Things Have Changed
The last sustained history of fundamentalism to be published by a fundamentalist was David Beale's In Pursuit of Purity1. Nearly a generation has passed since Beale finished writing his book. During that time the landscape of fundamentalism has altered significantly.
The period when Beale was writing was a time of intense struggle within fundamentalism. Segments of the movement were denouncing other segments as "neo" this or "pseudo" that. One wing of fundamentalism (led by Jerry Falwell, Ed Dobson, Ed Hindson, and Jack Van Impe) was attempting to forge links with mainstream evangelicalism. From the opposite wing, Bob Jones Jr. was attacking John MacArthur’s views on the blood of Christ and declaring that "MacArthur’s position is heresy."2 The King James Only movement, pioneered by David Otis Fuller and D. A. Waite, was in its infancy, barely a cloud the size of a man’s hand.
Many of the events that define present-day fundamentalism were yet future. Robert Sumner had not yet published his exposé of Jack Hyles's (alleged) affair, and Hyles himself was regarded as a prominent leader within mainstream fundamentalism. Cornerstone College was still Grand Rapids Baptist College, an approved agency of the General Association of Regular Baptist Churches, and the GARBC was still approving agencies. Bob Jones University, smarting from its recent rebuff by the United States Supreme Court, continued to defend its ban on interracial dating and marriage as "based on its understanding of the Bible."3 Perhaps most significantly, the conservative resurgence within the Southern Baptist Convention was still in its infancy. Conservatives controlled no Southern Baptist institutions yet, and most fundamentalists doubted that they ever would.

▶ Stated exercise 1:
Answer these questions using the passage on fundamentalism:
(a) What book is named as the last sustained history of fundamentalism published by a fundamentalist?
(b) Who pioneered the King James Only movement?
(c) What was Cornerstone College still called at the time?
▶ Stated exercise 2: Translate this sentence from the passage on fundamentalism into Spanish: "Conservatives controlled no Southern Baptist institutions yet, and most fundamentalists doubted that they ever would."

▶ Dataset:

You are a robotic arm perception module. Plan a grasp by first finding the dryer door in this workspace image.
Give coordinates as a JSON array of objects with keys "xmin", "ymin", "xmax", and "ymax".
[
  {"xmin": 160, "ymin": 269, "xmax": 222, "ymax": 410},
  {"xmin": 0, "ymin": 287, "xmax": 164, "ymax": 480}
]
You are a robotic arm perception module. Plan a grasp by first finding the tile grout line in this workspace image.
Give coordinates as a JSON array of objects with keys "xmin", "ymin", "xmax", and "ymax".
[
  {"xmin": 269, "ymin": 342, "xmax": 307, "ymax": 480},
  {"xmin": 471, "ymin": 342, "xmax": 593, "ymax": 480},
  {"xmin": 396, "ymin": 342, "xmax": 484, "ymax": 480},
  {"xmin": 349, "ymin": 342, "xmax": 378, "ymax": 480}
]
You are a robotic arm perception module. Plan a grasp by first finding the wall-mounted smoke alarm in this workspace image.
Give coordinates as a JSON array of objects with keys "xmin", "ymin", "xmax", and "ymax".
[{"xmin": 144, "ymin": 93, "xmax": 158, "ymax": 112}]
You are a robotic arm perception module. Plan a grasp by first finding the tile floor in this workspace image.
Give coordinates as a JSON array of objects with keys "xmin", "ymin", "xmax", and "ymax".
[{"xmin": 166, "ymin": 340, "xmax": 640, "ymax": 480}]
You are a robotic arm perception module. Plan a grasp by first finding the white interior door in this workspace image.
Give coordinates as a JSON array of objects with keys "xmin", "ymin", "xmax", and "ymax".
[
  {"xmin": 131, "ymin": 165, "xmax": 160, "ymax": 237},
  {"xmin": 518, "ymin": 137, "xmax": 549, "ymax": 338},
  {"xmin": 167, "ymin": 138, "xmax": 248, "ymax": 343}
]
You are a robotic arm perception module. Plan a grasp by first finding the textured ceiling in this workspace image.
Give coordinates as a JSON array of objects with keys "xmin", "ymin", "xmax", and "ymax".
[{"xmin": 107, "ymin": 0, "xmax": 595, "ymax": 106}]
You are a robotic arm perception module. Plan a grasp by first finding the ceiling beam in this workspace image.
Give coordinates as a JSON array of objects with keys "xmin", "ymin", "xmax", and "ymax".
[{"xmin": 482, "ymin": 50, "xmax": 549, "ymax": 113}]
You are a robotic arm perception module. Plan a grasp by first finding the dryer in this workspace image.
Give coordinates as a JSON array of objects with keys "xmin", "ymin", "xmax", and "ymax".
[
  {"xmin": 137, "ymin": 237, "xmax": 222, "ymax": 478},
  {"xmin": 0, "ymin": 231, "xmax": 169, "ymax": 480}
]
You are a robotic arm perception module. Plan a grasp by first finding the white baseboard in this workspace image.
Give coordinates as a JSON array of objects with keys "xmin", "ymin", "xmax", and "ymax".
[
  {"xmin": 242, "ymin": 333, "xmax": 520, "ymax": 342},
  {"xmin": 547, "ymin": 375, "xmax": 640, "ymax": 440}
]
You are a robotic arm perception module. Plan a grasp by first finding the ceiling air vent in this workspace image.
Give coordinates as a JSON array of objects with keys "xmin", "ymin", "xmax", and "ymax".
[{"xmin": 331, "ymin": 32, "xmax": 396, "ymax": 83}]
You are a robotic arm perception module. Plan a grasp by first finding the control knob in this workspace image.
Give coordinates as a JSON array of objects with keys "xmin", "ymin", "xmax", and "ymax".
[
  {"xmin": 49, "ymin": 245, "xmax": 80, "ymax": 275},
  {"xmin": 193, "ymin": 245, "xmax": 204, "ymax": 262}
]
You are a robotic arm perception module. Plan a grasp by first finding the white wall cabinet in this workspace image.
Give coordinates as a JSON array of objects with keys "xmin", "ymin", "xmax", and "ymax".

▶ Exercise result 1:
(a) David Beale's In Pursuit of Purity
(b) David Otis Fuller and D. A. Waite
(c) Grand Rapids Baptist College

▶ Exercise result 2: Los conservadores todavía no controlaban ninguna institución bautista del Sur, y la mayoría de los fundamentalistas dudaban de que alguna vez llegaran a hacerlo.